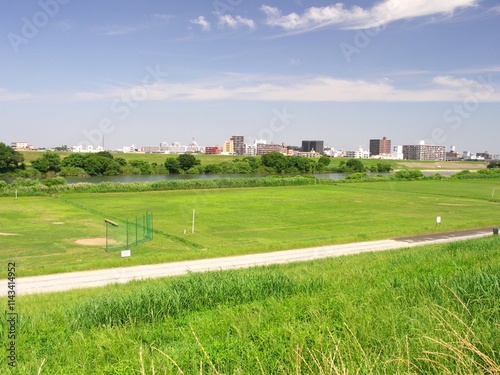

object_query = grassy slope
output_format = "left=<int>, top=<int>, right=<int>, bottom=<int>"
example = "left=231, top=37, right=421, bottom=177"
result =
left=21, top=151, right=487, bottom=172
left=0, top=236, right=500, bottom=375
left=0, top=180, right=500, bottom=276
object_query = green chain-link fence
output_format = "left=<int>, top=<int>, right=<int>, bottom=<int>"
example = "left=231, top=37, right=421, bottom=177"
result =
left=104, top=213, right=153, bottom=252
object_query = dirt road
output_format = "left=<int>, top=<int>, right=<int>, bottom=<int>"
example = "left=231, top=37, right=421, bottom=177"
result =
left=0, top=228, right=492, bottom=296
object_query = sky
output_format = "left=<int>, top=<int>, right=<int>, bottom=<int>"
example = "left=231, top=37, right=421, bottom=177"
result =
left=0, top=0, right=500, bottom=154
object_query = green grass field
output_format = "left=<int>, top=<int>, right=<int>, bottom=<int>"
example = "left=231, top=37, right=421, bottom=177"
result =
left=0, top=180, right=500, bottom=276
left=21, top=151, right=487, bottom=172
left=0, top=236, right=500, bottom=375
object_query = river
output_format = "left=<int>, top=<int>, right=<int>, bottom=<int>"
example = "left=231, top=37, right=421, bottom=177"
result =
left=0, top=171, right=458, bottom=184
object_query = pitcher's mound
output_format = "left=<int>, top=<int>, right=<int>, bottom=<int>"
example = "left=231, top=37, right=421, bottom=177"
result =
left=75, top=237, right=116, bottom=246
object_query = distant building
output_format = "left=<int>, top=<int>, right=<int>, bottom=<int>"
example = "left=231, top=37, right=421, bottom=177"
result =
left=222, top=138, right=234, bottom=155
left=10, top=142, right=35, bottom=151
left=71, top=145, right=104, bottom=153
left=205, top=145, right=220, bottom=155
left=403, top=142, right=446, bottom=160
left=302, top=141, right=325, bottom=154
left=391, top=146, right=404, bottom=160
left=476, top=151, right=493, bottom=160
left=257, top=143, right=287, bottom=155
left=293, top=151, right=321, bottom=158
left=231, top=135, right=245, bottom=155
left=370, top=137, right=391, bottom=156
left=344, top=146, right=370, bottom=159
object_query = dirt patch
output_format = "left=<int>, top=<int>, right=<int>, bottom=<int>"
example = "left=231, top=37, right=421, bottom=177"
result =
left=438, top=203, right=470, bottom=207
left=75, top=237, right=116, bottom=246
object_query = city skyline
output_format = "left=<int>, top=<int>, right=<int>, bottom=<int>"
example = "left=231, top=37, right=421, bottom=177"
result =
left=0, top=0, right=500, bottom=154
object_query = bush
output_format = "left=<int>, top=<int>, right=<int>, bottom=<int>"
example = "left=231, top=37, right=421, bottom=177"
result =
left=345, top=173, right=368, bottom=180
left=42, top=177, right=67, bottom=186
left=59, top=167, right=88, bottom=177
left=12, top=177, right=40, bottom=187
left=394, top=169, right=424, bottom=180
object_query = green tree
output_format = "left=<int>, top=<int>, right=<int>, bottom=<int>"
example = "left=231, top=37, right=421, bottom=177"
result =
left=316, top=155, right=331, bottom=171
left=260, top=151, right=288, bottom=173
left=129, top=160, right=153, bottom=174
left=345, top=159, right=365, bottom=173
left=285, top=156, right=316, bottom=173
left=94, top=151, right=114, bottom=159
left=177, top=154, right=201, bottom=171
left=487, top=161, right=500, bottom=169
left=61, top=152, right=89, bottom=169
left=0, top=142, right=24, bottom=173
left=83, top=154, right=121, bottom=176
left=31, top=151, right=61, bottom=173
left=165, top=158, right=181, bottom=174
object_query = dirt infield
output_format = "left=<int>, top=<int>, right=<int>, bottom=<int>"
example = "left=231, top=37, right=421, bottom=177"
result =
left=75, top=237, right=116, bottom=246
· · · · ·
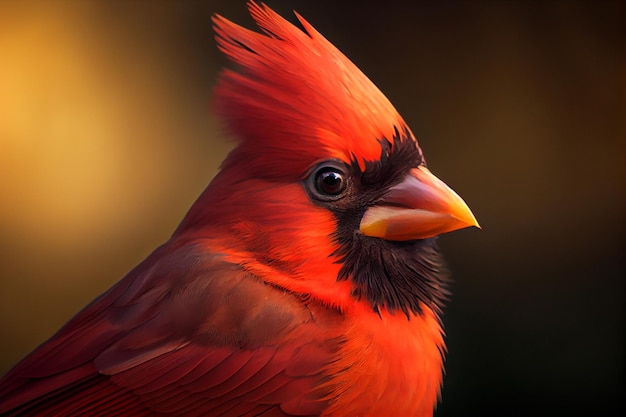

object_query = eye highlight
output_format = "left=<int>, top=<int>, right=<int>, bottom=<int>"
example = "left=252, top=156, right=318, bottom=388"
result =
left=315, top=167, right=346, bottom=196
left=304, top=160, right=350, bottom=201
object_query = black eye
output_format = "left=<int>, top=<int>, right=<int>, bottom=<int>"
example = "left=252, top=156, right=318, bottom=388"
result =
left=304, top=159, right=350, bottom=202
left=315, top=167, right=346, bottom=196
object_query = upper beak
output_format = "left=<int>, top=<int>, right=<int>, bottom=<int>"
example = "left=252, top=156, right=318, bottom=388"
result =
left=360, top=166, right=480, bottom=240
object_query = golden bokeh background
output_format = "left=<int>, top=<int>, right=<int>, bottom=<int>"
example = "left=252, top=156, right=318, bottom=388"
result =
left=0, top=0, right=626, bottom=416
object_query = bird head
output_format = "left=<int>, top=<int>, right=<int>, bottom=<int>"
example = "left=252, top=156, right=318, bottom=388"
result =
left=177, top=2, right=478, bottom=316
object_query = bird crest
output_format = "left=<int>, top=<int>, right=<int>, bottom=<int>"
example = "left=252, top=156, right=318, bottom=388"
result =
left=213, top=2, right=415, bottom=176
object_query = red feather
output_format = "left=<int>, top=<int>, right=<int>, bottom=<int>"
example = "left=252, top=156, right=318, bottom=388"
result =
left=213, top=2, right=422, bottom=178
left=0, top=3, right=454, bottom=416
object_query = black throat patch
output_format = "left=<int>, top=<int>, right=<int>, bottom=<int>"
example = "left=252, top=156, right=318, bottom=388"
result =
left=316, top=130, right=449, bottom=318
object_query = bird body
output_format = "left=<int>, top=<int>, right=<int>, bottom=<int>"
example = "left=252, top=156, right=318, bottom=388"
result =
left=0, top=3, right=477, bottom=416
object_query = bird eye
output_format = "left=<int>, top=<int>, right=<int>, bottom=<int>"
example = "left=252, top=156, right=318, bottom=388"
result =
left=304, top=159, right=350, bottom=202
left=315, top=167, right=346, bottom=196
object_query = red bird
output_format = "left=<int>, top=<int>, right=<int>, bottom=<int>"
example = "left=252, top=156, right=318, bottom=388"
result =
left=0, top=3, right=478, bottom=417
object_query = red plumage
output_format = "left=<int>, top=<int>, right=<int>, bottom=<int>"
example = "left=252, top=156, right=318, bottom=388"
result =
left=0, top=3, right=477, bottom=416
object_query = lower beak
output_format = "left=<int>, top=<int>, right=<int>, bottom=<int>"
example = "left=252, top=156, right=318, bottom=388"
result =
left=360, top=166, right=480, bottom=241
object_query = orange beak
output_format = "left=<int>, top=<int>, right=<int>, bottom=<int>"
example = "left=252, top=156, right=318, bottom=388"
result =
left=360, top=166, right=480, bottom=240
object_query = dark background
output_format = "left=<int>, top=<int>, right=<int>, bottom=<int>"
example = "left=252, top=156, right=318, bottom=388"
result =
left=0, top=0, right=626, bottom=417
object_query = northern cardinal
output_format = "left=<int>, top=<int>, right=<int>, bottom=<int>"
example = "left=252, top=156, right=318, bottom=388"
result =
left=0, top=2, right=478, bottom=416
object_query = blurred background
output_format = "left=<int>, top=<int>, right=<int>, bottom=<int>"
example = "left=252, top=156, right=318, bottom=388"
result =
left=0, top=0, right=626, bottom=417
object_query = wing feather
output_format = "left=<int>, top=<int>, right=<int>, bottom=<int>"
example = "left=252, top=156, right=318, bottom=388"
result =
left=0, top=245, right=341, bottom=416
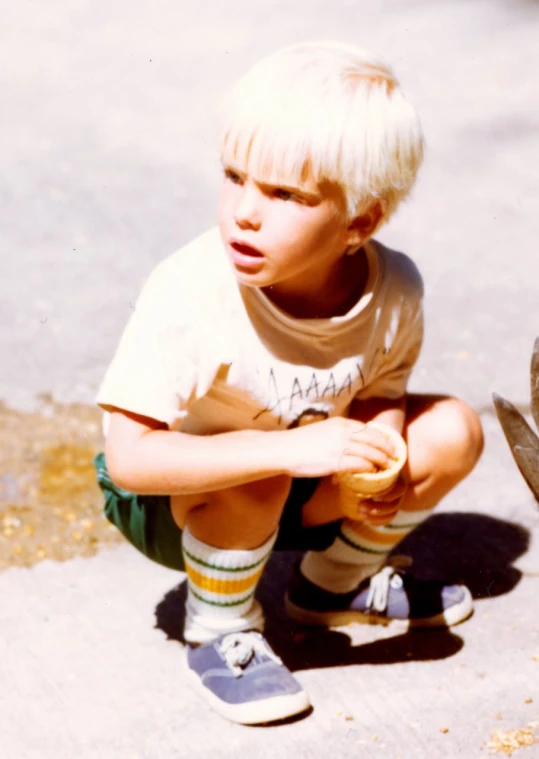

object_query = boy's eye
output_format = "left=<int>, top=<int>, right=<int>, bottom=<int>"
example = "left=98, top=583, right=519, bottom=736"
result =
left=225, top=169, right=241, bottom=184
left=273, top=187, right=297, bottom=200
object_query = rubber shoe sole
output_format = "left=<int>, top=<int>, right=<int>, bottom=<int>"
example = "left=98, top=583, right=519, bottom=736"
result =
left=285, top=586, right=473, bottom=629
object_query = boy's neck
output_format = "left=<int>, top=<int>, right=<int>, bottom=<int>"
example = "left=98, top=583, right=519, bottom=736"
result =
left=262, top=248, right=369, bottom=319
· · · · ·
WHAT IS EXPECTED - Change "object_query" to "target" in the items from the line with "object_query = wing feather" to the line with "left=285, top=586, right=473, bottom=629", and write out those lines with nothing else altered. Leave the pictures out of the answer.

TASK RESULT -
target = wing feather
output_format = "left=<int>, top=<int>, right=<int>, bottom=<int>"
example = "left=252, top=156, right=318, bottom=388"
result =
left=0, top=245, right=341, bottom=416

target = boy's eye
output_format = "left=<int>, top=<int>, right=<int>, bottom=<int>"
example = "left=98, top=583, right=519, bottom=736"
result =
left=225, top=169, right=241, bottom=184
left=273, top=187, right=297, bottom=200
target = rubber shoe sole
output_format = "left=<int>, top=<int>, right=<int>, bottom=<int>"
example = "left=98, top=583, right=519, bottom=736"
result =
left=285, top=586, right=473, bottom=629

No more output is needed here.